* Begin *

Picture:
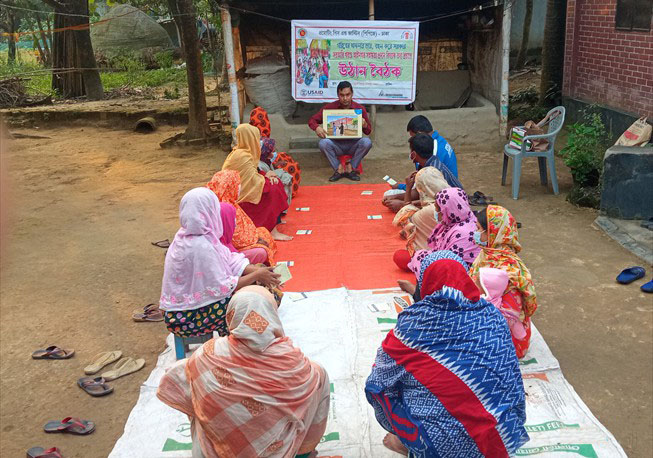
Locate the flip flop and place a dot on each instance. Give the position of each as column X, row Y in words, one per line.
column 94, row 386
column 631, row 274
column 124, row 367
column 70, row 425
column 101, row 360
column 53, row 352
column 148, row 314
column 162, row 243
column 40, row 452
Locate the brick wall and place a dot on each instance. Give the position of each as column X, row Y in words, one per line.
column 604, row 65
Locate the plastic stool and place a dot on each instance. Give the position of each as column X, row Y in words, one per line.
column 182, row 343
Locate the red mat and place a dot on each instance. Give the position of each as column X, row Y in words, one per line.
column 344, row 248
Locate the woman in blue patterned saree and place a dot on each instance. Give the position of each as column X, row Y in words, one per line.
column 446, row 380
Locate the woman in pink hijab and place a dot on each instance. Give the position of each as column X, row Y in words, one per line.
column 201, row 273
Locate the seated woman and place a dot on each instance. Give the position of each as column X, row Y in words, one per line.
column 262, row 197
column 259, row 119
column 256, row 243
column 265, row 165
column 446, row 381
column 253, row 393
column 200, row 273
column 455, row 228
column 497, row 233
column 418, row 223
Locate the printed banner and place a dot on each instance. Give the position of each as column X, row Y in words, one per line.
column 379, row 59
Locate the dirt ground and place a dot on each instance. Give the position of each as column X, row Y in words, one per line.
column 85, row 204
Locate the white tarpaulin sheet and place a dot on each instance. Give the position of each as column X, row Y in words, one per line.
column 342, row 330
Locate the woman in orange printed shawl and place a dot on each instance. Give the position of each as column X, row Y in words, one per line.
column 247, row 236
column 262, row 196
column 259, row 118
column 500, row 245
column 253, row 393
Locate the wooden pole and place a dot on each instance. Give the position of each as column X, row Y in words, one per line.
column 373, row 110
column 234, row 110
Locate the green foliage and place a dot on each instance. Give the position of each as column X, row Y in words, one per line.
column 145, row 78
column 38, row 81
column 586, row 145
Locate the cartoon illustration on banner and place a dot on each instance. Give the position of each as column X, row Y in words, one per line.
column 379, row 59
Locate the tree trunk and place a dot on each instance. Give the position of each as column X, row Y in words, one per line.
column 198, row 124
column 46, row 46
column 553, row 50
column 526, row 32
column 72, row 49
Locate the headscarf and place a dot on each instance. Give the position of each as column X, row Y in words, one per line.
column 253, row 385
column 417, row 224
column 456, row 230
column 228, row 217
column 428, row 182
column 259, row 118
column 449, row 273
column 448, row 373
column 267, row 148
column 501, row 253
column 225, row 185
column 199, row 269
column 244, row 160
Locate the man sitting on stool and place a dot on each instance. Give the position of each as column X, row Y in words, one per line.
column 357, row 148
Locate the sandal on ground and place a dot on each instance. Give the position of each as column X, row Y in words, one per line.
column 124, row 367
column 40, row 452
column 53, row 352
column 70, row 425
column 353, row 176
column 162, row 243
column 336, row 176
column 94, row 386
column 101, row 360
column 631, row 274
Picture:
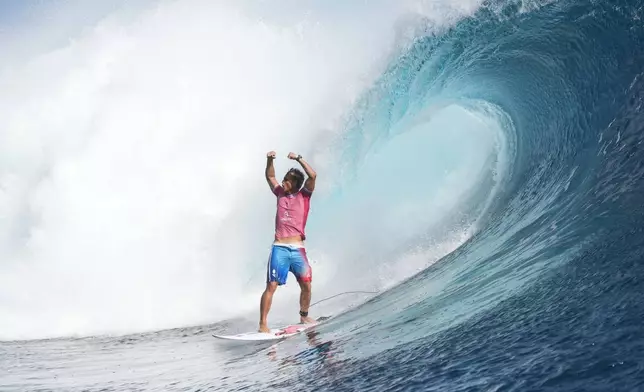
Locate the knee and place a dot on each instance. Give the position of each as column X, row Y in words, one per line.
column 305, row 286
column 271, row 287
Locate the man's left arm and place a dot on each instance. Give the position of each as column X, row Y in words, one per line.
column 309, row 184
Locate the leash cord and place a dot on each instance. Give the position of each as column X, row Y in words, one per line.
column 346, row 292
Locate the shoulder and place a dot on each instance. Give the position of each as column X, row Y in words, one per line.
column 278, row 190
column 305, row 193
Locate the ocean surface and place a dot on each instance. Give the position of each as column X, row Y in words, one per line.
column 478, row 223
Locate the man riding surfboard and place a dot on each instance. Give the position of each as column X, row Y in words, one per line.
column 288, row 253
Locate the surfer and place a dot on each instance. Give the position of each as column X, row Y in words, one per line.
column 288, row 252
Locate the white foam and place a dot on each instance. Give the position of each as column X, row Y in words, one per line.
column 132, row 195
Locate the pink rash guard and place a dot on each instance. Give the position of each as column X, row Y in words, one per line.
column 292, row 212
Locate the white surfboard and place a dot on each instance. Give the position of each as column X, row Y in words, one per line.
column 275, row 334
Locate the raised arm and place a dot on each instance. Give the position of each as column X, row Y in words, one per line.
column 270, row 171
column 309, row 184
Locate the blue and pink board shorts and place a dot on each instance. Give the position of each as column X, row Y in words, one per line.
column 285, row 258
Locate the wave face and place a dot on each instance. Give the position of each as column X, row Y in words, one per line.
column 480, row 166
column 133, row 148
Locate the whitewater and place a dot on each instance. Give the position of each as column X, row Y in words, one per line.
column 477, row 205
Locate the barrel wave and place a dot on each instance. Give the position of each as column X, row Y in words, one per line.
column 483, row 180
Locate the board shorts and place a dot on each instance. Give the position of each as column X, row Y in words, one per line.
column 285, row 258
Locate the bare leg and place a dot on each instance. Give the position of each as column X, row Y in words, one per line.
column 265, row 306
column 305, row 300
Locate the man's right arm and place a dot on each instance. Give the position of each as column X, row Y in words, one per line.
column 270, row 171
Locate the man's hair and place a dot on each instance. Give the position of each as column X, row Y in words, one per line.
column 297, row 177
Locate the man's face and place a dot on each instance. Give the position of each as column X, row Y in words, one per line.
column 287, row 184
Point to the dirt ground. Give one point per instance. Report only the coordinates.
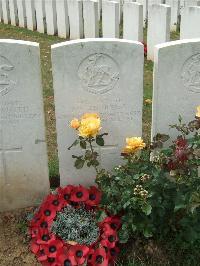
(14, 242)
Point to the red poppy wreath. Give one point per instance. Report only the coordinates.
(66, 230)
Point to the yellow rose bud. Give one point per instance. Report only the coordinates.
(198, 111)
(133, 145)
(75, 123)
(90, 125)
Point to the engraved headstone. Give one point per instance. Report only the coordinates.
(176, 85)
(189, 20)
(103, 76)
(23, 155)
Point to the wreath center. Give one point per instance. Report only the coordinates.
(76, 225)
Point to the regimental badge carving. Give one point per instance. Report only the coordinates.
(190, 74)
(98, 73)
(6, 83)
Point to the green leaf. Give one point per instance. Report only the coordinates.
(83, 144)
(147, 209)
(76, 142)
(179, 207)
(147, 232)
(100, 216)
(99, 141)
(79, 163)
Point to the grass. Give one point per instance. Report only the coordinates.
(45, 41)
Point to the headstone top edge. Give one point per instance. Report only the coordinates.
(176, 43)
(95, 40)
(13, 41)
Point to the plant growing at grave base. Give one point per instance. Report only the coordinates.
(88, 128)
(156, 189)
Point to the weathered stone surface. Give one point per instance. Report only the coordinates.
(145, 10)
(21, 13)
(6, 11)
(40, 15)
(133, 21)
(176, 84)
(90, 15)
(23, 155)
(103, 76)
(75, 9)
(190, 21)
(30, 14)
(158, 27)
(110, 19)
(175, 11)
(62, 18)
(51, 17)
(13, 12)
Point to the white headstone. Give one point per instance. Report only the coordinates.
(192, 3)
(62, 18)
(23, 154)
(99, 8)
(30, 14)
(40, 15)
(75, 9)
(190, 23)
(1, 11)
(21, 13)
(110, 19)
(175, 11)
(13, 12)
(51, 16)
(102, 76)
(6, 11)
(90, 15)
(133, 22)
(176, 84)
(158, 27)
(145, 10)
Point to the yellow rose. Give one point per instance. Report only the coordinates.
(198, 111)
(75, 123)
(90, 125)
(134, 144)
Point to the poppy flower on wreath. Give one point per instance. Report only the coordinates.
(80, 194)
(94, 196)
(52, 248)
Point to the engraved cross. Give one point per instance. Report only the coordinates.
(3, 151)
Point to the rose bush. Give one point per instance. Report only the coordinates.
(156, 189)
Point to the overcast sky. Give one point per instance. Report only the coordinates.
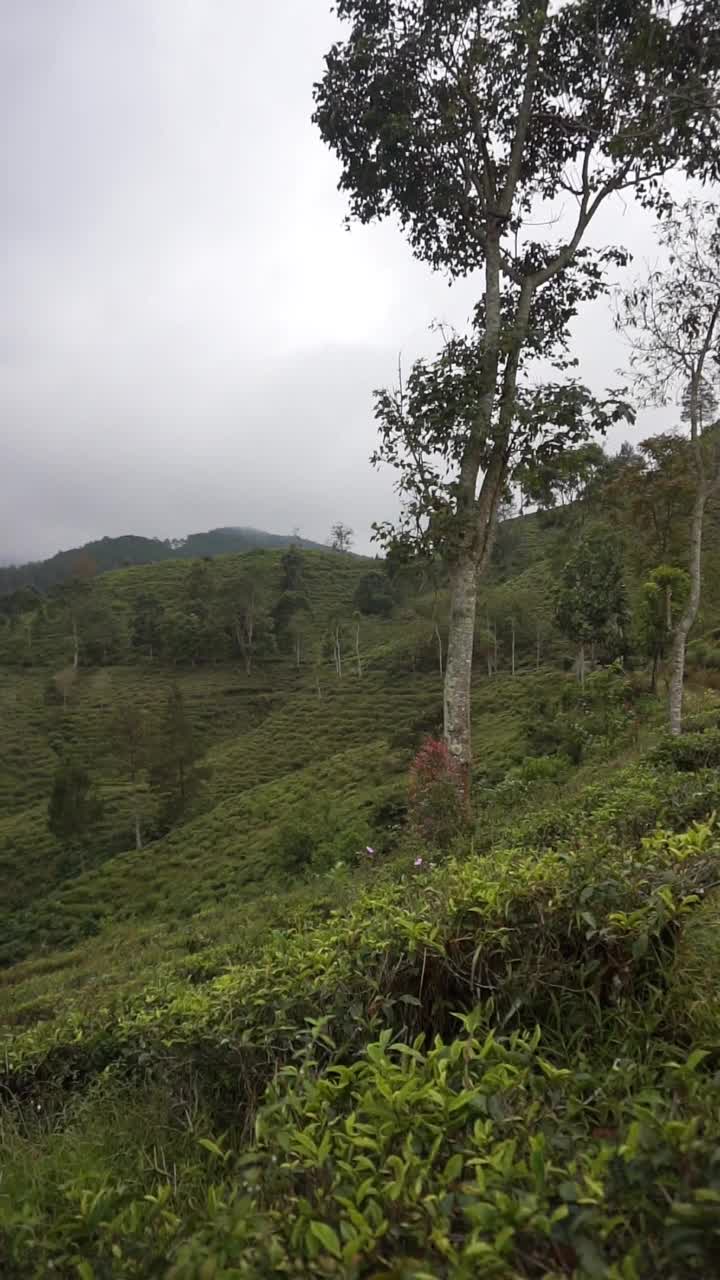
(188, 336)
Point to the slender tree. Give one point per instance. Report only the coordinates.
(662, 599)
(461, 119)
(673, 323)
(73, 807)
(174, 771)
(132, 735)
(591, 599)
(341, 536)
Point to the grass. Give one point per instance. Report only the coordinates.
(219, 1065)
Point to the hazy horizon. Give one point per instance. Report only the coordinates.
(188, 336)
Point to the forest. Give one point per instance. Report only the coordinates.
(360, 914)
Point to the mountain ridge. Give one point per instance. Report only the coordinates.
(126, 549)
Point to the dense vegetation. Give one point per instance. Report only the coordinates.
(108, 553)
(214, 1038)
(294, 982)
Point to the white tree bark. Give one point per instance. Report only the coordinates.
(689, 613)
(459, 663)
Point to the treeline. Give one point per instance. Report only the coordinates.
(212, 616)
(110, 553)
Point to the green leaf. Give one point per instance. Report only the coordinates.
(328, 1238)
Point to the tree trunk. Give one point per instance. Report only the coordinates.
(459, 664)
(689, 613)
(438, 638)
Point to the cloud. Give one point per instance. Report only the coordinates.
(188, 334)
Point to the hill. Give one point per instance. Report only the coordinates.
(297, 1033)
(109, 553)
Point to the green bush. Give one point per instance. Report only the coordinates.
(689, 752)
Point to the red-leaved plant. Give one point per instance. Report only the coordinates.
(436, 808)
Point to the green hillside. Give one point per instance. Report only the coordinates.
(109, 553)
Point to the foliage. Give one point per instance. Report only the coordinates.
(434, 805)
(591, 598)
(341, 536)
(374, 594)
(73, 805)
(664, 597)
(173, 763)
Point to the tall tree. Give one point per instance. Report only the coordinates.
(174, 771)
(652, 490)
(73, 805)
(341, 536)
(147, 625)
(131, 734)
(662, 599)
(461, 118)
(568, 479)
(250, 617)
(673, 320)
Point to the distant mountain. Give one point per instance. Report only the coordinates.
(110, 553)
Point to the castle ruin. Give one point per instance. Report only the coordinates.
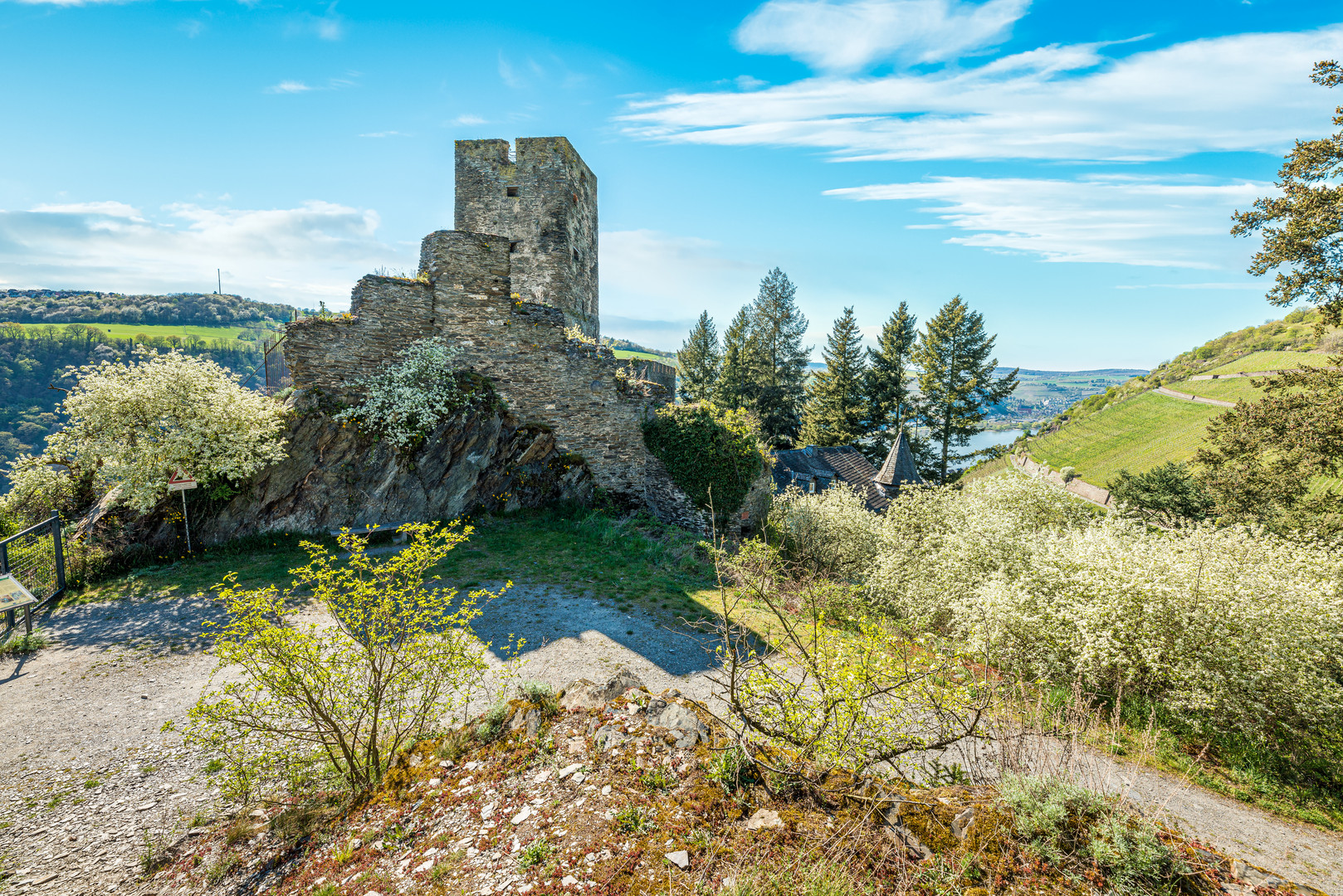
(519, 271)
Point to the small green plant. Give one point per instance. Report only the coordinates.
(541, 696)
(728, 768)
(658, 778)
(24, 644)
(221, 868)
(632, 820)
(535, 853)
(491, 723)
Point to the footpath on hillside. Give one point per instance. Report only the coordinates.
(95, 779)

* End *

### Exercise aim
Retype only the lines from the one with "Point to the hazy" through the final line of the entries, please, and keep the pictures out.

### Written response
Point to the hazy horizon. Give one point per instance. Report only the coordinates.
(188, 336)
Point to the forest. Give one point per instance. Report only the coordinates.
(360, 914)
Point to the mountain ridge. Give one point per instance. Report only the coordinates.
(126, 549)
Point to the dense vegetation. Give one point per instance. Report only the coordinates.
(108, 553)
(214, 1038)
(294, 982)
Point to the white tree bark. Give one point per instance. Report only the coordinates.
(689, 613)
(459, 663)
Point to the treeline. Give one point per instance. Report only the coordinates.
(212, 616)
(110, 553)
Point to the green leaf. Give one point per instance. Report only the coordinates.
(328, 1238)
Point to the tree trunk. Give one point per instance. Report only the coordinates.
(459, 664)
(689, 613)
(438, 638)
Point to the cloud. Give one point per instance. Report only the coordinates.
(188, 334)
Point to the hill. Give one point per instance. Report only the coordinates.
(297, 1033)
(109, 553)
Point to the green bush. Give one point per instance. Report only the coordinates.
(689, 752)
Point to the red-leaved plant. Give one point per instance. Report only the coordinates.
(436, 808)
Point to the green hillside. Give one point per instance. Report only the coordinates.
(109, 553)
Point to the foliage. Give one point per instance. Report only the coordinates.
(434, 805)
(591, 598)
(341, 536)
(374, 594)
(73, 805)
(664, 597)
(173, 763)
Point to the tall tree. Give one point per instance. Report only the coordinates.
(174, 771)
(652, 490)
(73, 805)
(341, 536)
(147, 625)
(131, 734)
(662, 599)
(461, 118)
(568, 479)
(250, 617)
(673, 320)
Point to the distant mountain. Give one point per instance. Report only the coordinates.
(110, 553)
Point to the castle ruin. Give one point per instance. Report only the coordinates.
(519, 271)
Point to the small green plant. Give one point per instance. Report only the coordinates.
(541, 696)
(728, 768)
(658, 778)
(24, 644)
(221, 868)
(632, 820)
(535, 853)
(491, 723)
Point to the footpath on hillside. Give one point per instance. Report only the coordinates.
(95, 779)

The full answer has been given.